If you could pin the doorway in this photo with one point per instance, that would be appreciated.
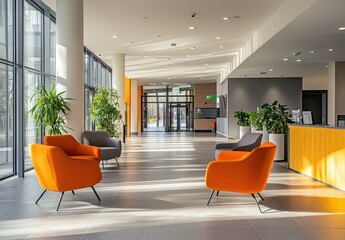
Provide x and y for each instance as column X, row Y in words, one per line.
column 316, row 102
column 179, row 117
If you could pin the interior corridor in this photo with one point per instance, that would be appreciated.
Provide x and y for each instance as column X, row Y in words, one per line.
column 158, row 192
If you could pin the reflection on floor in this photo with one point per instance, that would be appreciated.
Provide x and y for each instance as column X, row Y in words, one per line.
column 158, row 192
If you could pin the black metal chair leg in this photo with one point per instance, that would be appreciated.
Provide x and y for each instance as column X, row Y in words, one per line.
column 257, row 204
column 261, row 197
column 95, row 193
column 41, row 196
column 209, row 200
column 57, row 208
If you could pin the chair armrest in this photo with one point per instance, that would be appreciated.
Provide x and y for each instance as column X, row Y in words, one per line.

○ ○ ○ ○

■ Requirement ■
Rewrite the whole listing above with "photo" swapped for "image" and every other word left as it is. Omit the pictures from your answer.

■ Solution ■
If you could pin the doorway in this image with one point per instance, that would be appreciated.
Provide x and y for each instance as column X, row Y in words, one per line.
column 316, row 102
column 179, row 117
If you could pin the interior corridor in this image with one point per instance, that would be appreciated.
Provide x and y for each instance as column X, row Y in words, one per line.
column 158, row 192
If you could pin the reflection on floor in this image with one point per instance, that would be appreciated.
Provide x and y for each instance as column X, row Y in words, one per line.
column 158, row 192
If you could pin the black metal chair leg in this image with one point per instance, that would be appreciated.
Provide x and y for each instance as column X, row Y in words, one per line.
column 257, row 204
column 261, row 197
column 95, row 193
column 41, row 196
column 209, row 200
column 57, row 208
If you could pin the chair armrest in this image with one point per instance, that would be appreciated.
Provide x and y for each instance as column X, row Y in words, one per line.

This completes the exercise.